## [WORK INSTRUCTIONS]
Repeat every record exactly as written.

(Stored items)
<<<<
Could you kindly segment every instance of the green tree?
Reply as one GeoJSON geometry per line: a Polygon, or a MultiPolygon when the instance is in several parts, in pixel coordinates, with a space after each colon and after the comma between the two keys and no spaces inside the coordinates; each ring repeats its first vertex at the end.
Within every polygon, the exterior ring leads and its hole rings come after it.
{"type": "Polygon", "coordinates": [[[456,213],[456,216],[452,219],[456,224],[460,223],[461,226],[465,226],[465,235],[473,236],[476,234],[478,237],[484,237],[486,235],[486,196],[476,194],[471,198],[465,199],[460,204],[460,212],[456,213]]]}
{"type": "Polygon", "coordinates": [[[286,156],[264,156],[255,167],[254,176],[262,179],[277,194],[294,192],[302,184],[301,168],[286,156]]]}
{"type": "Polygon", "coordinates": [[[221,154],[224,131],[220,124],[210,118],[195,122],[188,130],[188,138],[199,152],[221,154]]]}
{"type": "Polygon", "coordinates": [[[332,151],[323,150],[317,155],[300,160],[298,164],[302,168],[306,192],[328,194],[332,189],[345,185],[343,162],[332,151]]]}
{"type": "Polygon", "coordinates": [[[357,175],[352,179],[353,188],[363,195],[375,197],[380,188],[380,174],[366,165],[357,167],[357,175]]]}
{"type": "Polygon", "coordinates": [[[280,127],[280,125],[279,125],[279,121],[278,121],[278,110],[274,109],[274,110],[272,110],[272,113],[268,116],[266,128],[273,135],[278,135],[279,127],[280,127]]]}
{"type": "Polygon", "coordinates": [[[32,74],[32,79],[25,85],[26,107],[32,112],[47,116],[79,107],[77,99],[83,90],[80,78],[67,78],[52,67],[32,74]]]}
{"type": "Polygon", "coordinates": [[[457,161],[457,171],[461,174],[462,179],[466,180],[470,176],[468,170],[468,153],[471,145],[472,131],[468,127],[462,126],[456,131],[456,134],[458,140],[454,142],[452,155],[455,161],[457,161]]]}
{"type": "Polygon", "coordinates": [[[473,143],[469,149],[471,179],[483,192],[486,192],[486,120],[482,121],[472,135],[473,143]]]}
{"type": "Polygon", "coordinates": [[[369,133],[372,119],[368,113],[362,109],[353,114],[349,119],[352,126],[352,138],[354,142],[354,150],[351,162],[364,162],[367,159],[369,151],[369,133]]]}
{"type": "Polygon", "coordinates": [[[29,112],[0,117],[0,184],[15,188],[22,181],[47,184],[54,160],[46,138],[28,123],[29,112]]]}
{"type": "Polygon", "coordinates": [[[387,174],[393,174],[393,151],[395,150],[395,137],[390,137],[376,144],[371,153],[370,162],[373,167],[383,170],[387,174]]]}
>>>>
## [OUTPUT OF THE TASK]
Could you kindly segment every instance of the green tree?
Reply as one GeoJSON geometry per line: a Polygon, or a MultiPolygon when the instance is in several parts, in pixel coordinates, with a space after each colon and after the comma between the two keys and no spaces inside the coordinates; each ring repeats its first vertex at the end.
Within every polygon, the exterior ring leads and its hole rings come after it.
{"type": "Polygon", "coordinates": [[[456,213],[456,216],[452,219],[456,224],[460,223],[461,226],[465,226],[465,235],[473,236],[476,234],[478,237],[484,237],[486,235],[486,196],[476,194],[471,198],[465,199],[460,204],[460,212],[456,213]]]}
{"type": "Polygon", "coordinates": [[[286,156],[264,156],[255,167],[254,176],[262,179],[277,194],[294,192],[302,184],[301,168],[286,156]]]}
{"type": "Polygon", "coordinates": [[[221,154],[224,131],[220,124],[210,118],[195,122],[188,130],[188,138],[199,152],[221,154]]]}
{"type": "Polygon", "coordinates": [[[332,151],[323,150],[317,155],[300,160],[298,164],[302,168],[306,192],[328,194],[332,189],[345,185],[343,162],[332,151]]]}
{"type": "Polygon", "coordinates": [[[357,175],[352,179],[353,188],[363,195],[375,197],[380,188],[380,174],[366,165],[357,167],[357,175]]]}
{"type": "Polygon", "coordinates": [[[280,127],[280,125],[279,125],[279,121],[278,121],[278,110],[274,109],[274,110],[272,110],[272,113],[268,116],[266,128],[273,135],[278,135],[279,127],[280,127]]]}
{"type": "Polygon", "coordinates": [[[32,74],[32,79],[25,85],[26,107],[32,112],[47,116],[79,107],[77,99],[83,90],[80,78],[67,78],[52,67],[32,74]]]}
{"type": "Polygon", "coordinates": [[[457,161],[457,171],[461,174],[462,179],[466,180],[470,176],[468,170],[468,153],[471,145],[472,131],[468,127],[462,126],[456,131],[456,134],[458,140],[454,142],[452,155],[455,161],[457,161]]]}
{"type": "Polygon", "coordinates": [[[473,143],[469,149],[471,179],[483,192],[486,192],[486,120],[482,121],[472,135],[473,143]]]}
{"type": "Polygon", "coordinates": [[[369,133],[372,119],[368,113],[362,109],[353,114],[349,119],[352,126],[352,138],[354,142],[354,150],[351,162],[364,162],[367,159],[369,151],[369,133]]]}
{"type": "Polygon", "coordinates": [[[29,112],[0,117],[0,184],[15,188],[22,181],[47,184],[54,160],[46,138],[28,123],[29,112]]]}
{"type": "Polygon", "coordinates": [[[387,174],[393,174],[393,151],[395,150],[395,137],[390,137],[376,144],[371,153],[370,162],[373,167],[383,170],[387,174]]]}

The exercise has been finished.